» BRIEF 1:
In the GE earnings article, what was GE's industrial profit margin last year?
» BRIEF 2:
According to the GE earnings article, why did the margin growth target end up out of reach?
» BRIEF 3:
Rewrite the GE earnings article from "GE Capital, the" to "to $16.9 billion.", swapping "net income" for "net earnings".

» SOURCE TEXT:
+---+

The misstep comes as Immelt focuses on manufacturing growth while shrinking the company’s finance unit. Supply-chain disruptions at GE’s wind-turbine business and worse results than anticipated at the energy management division put the growth target out of reach, executives said on a conference call with analysts today.
“They didn’t quite make it and some people are going to be disappointed they didn’t hit the number,” Christian Mayes, a St. Louis-based analyst at Edward Jones & Co. who has a hold rating on GE shares, said in a telephone interview. “They hit the consensus numbers pretty much right on the head for sales and earnings per share, but missing the margin goal will be noticed.”
GE’s industrial profit margin widened last year to 15.7 percent, compared with 15.1 percent in 2012. It grew 66 basis points excluding the effect of acquisitions and 60 basis points with deals factored in, GE said.
“We would have been above 70 basis points” excluding those the supply-chain issues and energy management’s struggles, Chief Financial Officer Jeffrey Bornstein said. “We’re really counting small increments here.”
Fourth-quarter adjusted earnings from continuing operations rose 16 percent to $5.42 billion, or 53 cents a share, from $4.66 billion, or 44 cents, a year earlier, the Fairfield, Connecticut-based company said today in a statement. That matched the 53-cent average estimate of 13 analysts surveyed by Bloomberg.
Immelt said GE was “on track” to achieve the margin target during his annual presentation of year-ahead goals to shareholders and analysts on Dec. 18.
Sales climbed 3.1 percent to $40.4 billion in the quarter, topping the $40.1 billion average estimate in a Bloomberg survey of 10 analysts. Industrial sales climbed 5.6 percent to $28.8 billion.
Aviation revenues climbed 13 percent to $6.17 billion, while sales rose 17 percent to $5.31 billion at the oil and gas unit and were little changed at $7.69 billion at the power and water division.
GE Capital, the finance unit, reported sales of $11.1 billion, 4.5 percent lower than a year earlier, the company said in the statement. Profit climbed 38 percent to $2.49 billion.
Including pension costs and discontinued operations, GE’s net income rose 4.8 percent to $4.2 billion, or 41 cents a share, from $4.01 billion, or 38 cents, a year earlier. Operating profit climbed 5.4 percent in all of 2013 to $16.9 billion.

+---+

» GIVEN DATA:
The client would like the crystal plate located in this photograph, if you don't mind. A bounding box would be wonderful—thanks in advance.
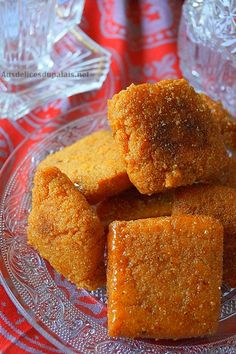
[0,113,236,354]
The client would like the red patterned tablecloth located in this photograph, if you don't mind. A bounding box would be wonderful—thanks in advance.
[0,0,182,354]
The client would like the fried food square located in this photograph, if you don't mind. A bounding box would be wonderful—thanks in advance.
[108,79,227,194]
[27,167,106,290]
[173,185,236,287]
[39,130,131,203]
[201,94,236,150]
[97,189,173,226]
[213,157,236,188]
[107,215,223,339]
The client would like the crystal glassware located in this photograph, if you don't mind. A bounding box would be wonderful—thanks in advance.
[0,0,110,119]
[178,0,236,116]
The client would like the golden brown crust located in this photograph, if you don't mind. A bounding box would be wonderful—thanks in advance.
[108,79,227,194]
[96,189,173,226]
[201,94,236,151]
[39,130,131,203]
[173,185,236,287]
[107,215,223,339]
[28,167,105,290]
[211,157,236,188]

+---+

» OUTPUT 1:
15.7 percent

» OUTPUT 2:
Supply-chain disruptions at GE's wind-turbine business and worse-than-anticipated results at the energy management division put the target out of reach.

» OUTPUT 3:
GE Capital, the finance unit, reported sales of $11.1 billion, 4.5 percent lower than a year earlier, the company said in the statement. Profit climbed 38 percent to $2.49 billion.
Including pension costs and discontinued operations, GE’s net earnings rose 4.8 percent to $4.2 billion, or 41 cents a share, from $4.01 billion, or 38 cents, a year earlier. Operating profit climbed 5.4 percent in all of 2013 to $16.9 billion.